____ DATA PROVIDED

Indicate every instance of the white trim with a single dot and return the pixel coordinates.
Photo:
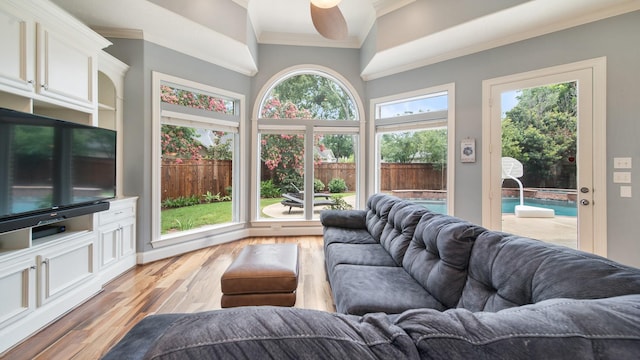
(491, 151)
(178, 248)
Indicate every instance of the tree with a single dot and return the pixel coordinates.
(305, 96)
(340, 144)
(398, 147)
(426, 146)
(321, 96)
(283, 154)
(540, 131)
(181, 142)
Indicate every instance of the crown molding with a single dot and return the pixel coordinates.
(384, 7)
(108, 32)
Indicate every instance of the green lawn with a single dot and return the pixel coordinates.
(190, 217)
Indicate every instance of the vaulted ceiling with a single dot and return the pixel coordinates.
(394, 35)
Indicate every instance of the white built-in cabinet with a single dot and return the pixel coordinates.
(53, 65)
(117, 238)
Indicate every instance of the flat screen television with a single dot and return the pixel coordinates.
(51, 169)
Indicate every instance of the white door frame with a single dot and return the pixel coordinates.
(591, 77)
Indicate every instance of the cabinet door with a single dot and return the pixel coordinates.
(109, 239)
(65, 72)
(17, 44)
(127, 239)
(61, 269)
(17, 282)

________

## TO DO
Output all of the records exactly as they appear above, but not the pictures.

## RESPONSE TO THE TASK
Indicate every instance of the white trim with a single dot and return the pixel coordinates.
Photo:
(491, 151)
(178, 248)
Indicate every instance of the tree with a single dot and return the pixel coordinates.
(305, 96)
(340, 144)
(398, 147)
(426, 146)
(321, 96)
(283, 154)
(540, 131)
(181, 142)
Indicate every instance of the crown molding with a single dot and return the pixel coordinates.
(384, 7)
(108, 32)
Indicate every instance of the green lawn with a single dot and return the pixel coordinates.
(190, 217)
Indicate every instance of the vaulted ceiling with a single dot and return the pixel coordinates.
(394, 35)
Indicate every instance of the white built-in cabinet with a single dot and return the pixel coordinates.
(53, 65)
(117, 238)
Indicate every instance of the flat screen television with a single dot and return the pixel coordinates.
(51, 169)
Indicate every instance of the white door frame with a single dot and return the pixel coordinates.
(591, 77)
Indicate every instance of the cabinet door with a single dot and return the pixel coordinates.
(109, 239)
(65, 72)
(17, 44)
(127, 239)
(61, 269)
(17, 282)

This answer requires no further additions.